- _YOUR OBJECTIVE_: Here is a listing; work out how many of its lines contain the word "cloud", and state only that number.

- _DATA SUPPLIED_:
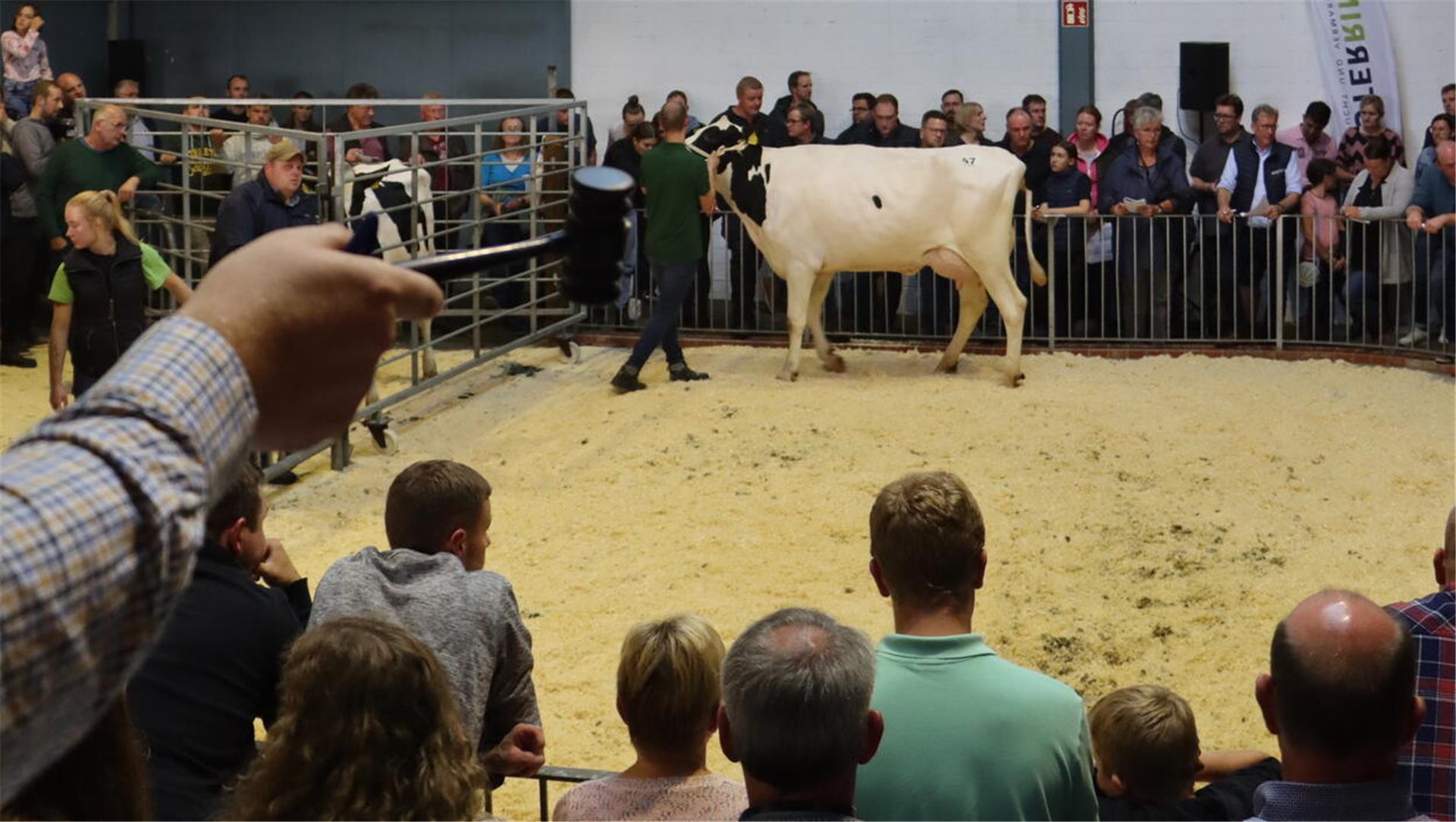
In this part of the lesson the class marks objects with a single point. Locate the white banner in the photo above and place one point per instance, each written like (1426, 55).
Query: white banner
(1353, 49)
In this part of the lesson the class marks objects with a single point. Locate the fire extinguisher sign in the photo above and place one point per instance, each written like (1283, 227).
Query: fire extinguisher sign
(1074, 14)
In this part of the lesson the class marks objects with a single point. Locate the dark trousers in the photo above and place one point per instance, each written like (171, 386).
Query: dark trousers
(18, 256)
(674, 281)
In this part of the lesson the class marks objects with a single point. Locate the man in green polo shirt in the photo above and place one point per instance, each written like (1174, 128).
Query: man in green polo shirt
(676, 185)
(968, 735)
(98, 162)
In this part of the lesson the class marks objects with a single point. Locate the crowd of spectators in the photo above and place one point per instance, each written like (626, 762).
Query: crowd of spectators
(406, 684)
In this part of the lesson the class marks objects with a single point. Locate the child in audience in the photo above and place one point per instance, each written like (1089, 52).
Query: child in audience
(435, 584)
(1147, 760)
(1320, 227)
(667, 695)
(367, 729)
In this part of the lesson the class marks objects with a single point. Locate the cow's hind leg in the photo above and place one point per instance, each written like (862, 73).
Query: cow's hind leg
(816, 318)
(952, 267)
(800, 284)
(1012, 304)
(428, 353)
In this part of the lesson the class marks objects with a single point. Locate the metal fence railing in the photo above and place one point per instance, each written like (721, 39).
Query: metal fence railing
(1168, 280)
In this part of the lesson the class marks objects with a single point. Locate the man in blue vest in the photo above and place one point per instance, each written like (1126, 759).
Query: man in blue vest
(1260, 184)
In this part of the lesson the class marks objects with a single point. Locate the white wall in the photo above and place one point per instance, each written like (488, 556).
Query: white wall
(995, 52)
(1272, 54)
(909, 49)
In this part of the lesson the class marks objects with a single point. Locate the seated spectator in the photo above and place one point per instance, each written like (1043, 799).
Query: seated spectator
(1036, 107)
(968, 735)
(970, 123)
(1090, 143)
(1354, 144)
(447, 180)
(99, 293)
(1341, 698)
(98, 162)
(245, 152)
(1066, 201)
(1379, 246)
(797, 714)
(1442, 130)
(861, 109)
(805, 125)
(1257, 187)
(632, 114)
(27, 61)
(270, 201)
(1308, 139)
(237, 89)
(1433, 212)
(367, 729)
(101, 777)
(142, 451)
(359, 118)
(196, 697)
(1448, 107)
(883, 127)
(801, 90)
(435, 584)
(667, 695)
(682, 99)
(1147, 758)
(1429, 760)
(1318, 303)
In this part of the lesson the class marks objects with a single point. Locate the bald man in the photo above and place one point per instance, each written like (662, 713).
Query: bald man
(99, 161)
(1430, 763)
(1341, 698)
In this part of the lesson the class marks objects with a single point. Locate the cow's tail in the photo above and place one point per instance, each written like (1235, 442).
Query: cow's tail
(1037, 274)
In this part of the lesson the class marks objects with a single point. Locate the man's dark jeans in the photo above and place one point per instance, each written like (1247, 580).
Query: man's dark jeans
(674, 281)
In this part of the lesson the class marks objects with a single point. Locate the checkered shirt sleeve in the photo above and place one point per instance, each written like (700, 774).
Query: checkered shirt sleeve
(102, 507)
(1430, 760)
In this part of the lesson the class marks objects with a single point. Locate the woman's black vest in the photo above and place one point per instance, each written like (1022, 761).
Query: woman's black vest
(109, 307)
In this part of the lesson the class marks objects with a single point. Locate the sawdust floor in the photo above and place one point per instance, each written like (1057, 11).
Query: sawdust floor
(1147, 521)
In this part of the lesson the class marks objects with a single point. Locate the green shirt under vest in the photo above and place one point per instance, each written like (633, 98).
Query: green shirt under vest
(973, 736)
(74, 168)
(674, 178)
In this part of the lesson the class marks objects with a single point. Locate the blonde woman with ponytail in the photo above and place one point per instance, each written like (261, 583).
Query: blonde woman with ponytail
(99, 293)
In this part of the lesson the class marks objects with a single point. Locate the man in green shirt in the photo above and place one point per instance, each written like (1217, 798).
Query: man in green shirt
(96, 162)
(676, 185)
(968, 735)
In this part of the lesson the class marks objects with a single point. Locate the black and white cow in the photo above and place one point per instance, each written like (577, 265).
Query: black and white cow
(816, 210)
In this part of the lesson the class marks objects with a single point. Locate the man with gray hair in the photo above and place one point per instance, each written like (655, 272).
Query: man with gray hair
(968, 735)
(797, 714)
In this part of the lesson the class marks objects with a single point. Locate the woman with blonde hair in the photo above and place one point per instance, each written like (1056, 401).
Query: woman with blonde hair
(367, 729)
(667, 695)
(970, 121)
(99, 293)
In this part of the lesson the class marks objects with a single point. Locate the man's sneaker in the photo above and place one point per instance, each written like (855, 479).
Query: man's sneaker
(1417, 337)
(17, 359)
(680, 373)
(626, 380)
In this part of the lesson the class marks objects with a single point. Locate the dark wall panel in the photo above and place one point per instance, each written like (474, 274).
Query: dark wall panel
(460, 49)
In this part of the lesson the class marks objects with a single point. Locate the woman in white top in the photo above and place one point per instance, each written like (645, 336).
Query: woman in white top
(667, 695)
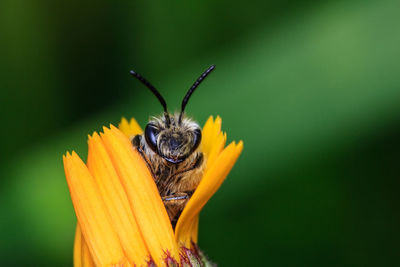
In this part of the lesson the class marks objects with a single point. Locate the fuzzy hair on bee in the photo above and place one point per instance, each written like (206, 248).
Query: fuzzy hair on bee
(170, 147)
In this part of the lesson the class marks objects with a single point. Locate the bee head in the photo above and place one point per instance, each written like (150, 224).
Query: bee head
(175, 142)
(176, 137)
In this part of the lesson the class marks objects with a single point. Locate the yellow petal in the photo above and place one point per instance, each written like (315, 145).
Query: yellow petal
(131, 128)
(143, 195)
(78, 247)
(186, 228)
(211, 131)
(91, 212)
(116, 201)
(87, 260)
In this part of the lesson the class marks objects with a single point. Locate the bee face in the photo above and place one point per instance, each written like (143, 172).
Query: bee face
(169, 147)
(175, 141)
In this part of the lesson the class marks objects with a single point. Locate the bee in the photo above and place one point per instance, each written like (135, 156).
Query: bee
(170, 147)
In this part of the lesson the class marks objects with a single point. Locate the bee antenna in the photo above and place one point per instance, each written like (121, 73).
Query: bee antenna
(155, 92)
(194, 86)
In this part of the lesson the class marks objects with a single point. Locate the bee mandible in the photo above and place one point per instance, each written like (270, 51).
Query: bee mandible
(170, 147)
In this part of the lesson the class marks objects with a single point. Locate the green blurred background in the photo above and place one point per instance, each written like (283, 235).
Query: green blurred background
(312, 87)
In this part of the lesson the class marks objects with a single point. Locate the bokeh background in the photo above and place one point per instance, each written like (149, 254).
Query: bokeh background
(312, 87)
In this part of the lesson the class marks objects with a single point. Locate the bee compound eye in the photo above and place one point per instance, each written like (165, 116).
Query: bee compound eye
(150, 133)
(196, 139)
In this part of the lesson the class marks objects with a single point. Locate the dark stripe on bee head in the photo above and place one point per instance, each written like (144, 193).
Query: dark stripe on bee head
(155, 92)
(194, 86)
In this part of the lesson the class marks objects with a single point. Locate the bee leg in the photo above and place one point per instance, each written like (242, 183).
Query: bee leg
(174, 205)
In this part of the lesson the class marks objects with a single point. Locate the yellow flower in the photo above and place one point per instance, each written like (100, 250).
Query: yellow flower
(122, 220)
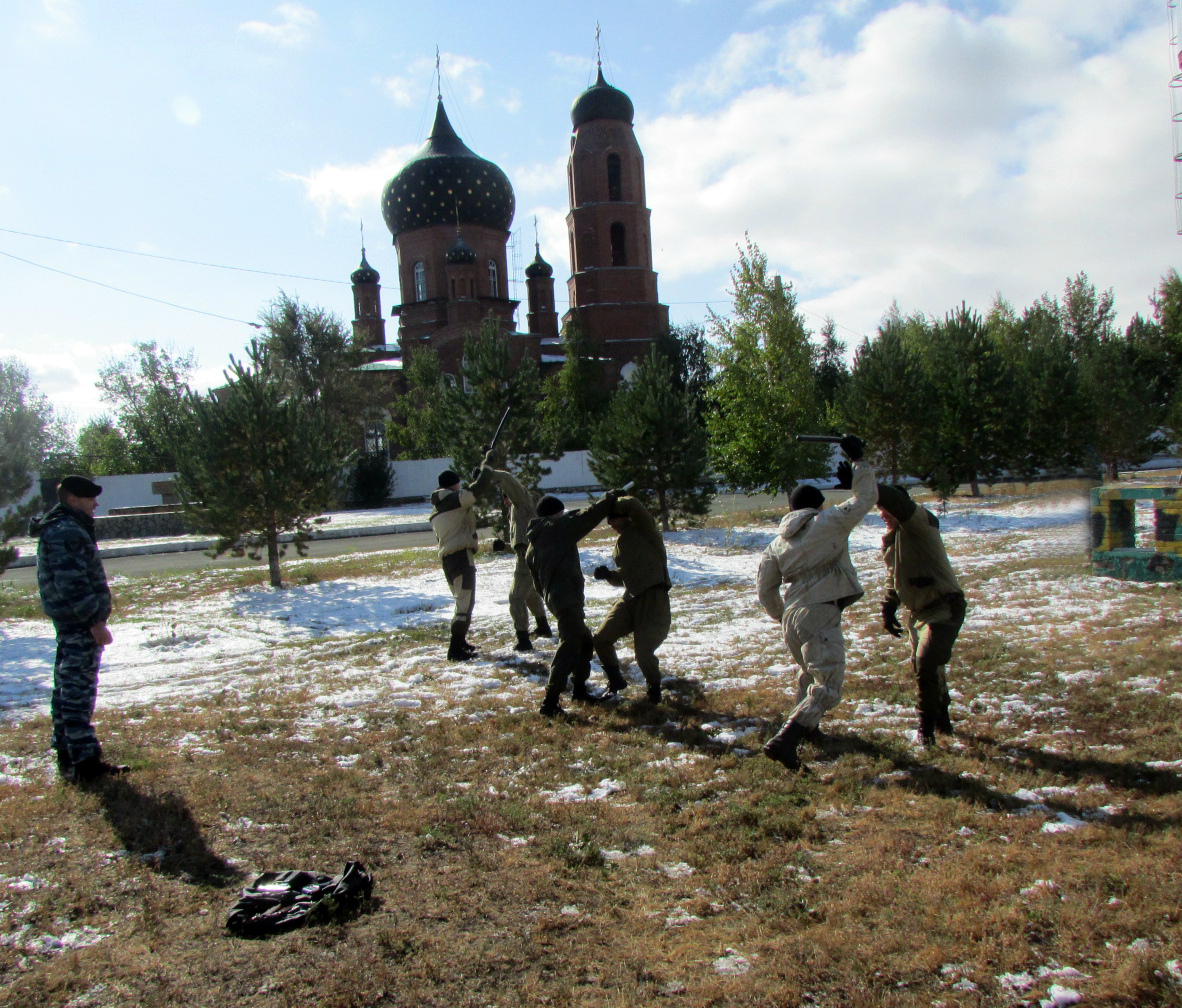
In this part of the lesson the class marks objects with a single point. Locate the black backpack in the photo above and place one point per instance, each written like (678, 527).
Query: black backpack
(278, 902)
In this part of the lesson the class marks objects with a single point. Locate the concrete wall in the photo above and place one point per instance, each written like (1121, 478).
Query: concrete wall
(413, 480)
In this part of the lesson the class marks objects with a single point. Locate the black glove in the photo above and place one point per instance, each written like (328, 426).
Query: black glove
(890, 618)
(852, 447)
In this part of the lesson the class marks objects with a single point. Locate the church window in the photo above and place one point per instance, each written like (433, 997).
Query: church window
(614, 186)
(618, 253)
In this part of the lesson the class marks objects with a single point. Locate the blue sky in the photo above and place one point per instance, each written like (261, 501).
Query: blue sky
(920, 153)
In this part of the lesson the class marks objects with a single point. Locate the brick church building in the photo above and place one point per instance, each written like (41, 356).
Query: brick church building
(449, 213)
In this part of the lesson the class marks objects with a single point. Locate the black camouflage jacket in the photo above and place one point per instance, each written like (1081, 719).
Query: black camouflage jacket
(70, 574)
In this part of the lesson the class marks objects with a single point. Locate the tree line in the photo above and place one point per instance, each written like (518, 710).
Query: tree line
(953, 400)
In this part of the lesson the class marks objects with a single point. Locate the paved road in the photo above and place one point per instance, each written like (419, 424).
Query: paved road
(196, 559)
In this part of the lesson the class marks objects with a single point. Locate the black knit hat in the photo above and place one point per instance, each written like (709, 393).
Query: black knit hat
(79, 486)
(806, 495)
(550, 505)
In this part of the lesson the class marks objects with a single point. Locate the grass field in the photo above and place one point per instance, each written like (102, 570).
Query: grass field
(627, 854)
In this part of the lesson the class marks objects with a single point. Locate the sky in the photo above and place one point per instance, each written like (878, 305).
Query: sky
(920, 154)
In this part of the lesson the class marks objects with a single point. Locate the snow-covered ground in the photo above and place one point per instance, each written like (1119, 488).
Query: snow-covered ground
(221, 639)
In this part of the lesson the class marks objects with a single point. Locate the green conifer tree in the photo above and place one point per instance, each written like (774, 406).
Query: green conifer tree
(255, 461)
(764, 390)
(651, 435)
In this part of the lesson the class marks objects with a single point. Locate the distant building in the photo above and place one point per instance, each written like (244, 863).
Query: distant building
(449, 212)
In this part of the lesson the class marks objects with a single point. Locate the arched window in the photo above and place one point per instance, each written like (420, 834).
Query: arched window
(614, 190)
(618, 252)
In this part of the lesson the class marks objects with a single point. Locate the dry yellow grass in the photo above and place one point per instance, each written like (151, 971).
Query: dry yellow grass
(885, 876)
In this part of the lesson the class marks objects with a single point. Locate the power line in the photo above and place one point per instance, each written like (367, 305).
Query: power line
(168, 258)
(132, 293)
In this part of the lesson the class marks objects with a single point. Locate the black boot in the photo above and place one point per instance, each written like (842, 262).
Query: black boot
(616, 682)
(550, 706)
(943, 721)
(459, 649)
(65, 765)
(783, 748)
(95, 768)
(580, 693)
(927, 730)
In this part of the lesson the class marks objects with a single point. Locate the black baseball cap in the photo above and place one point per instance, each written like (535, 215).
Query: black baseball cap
(80, 487)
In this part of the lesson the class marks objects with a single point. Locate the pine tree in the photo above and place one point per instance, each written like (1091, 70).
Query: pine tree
(885, 401)
(969, 384)
(145, 390)
(832, 375)
(651, 435)
(764, 391)
(257, 460)
(317, 357)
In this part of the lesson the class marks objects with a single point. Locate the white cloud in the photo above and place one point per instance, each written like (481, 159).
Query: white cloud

- _RESULT OF THE EXERCISE_: 2